**Exercise prompt**
Lines before the one containing "the windshield wiper" are left out; copy that line and every later line through the end of the data exactly.

------ Raw records

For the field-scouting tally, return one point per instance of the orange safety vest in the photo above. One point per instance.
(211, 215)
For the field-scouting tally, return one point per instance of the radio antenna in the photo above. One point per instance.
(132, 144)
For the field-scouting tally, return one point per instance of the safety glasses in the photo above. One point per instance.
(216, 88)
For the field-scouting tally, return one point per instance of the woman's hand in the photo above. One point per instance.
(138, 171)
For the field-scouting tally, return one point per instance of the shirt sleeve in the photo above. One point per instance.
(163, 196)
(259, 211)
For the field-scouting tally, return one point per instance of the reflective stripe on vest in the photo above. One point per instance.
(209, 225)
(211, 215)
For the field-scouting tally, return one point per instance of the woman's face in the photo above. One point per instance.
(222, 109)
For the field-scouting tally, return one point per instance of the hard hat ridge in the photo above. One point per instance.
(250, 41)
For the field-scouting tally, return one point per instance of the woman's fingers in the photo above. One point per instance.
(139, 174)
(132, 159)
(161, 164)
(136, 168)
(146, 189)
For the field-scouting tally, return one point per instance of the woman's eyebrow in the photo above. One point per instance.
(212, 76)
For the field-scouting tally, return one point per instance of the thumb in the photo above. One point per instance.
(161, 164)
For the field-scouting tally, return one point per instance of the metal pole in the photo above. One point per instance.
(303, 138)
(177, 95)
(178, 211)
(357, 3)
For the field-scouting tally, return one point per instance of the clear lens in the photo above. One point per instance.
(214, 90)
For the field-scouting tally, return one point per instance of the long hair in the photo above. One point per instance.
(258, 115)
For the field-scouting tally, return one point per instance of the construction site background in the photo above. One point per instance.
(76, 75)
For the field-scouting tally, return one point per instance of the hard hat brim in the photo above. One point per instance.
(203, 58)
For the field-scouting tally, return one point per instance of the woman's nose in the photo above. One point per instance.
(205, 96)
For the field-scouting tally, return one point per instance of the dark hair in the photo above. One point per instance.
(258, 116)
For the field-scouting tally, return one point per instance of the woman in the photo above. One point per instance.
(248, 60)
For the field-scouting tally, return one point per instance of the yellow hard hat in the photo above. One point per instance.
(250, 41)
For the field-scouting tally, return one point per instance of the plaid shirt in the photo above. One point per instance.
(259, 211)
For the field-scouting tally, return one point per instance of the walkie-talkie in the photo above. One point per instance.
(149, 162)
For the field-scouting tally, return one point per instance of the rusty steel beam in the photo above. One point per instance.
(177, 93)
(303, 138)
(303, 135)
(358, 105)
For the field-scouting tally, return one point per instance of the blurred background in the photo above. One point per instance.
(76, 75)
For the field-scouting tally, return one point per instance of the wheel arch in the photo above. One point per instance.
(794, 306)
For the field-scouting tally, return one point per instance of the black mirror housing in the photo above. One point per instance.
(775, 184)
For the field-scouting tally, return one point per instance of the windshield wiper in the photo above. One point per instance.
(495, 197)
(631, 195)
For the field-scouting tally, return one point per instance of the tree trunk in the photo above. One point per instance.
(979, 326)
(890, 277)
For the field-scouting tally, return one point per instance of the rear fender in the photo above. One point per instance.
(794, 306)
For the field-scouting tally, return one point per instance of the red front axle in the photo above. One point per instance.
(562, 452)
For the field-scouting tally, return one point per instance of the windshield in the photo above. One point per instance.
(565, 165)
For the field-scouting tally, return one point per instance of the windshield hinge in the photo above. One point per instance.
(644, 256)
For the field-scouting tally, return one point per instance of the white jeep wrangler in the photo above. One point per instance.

------------

**Answer to this exercise**
For the field-scouting tally, return one point per instance of the windshield wiper in the photo above. One point per instance.
(495, 197)
(631, 195)
For the field-scouting tally, return one point per instance of the tree trunk in the photo above. One point per instance.
(979, 326)
(890, 277)
For the field-scouting tally, return one point per instance of the rear fender in the photo above. One point per instance.
(794, 306)
For the field-scouting tally, return one point per instance of the red front axle in the photo above. One point per instance.
(562, 452)
For the field-scouting tally, return one point per instance of the windshield in the photo above. One point per instance.
(565, 165)
For the field-scouting tally, return one point per instance of the windshield hinge in the photo above. One point per instance.
(644, 256)
For the field-scouting tally, return one point per instance of the white jeep wrangler in the photo above. One point per instance.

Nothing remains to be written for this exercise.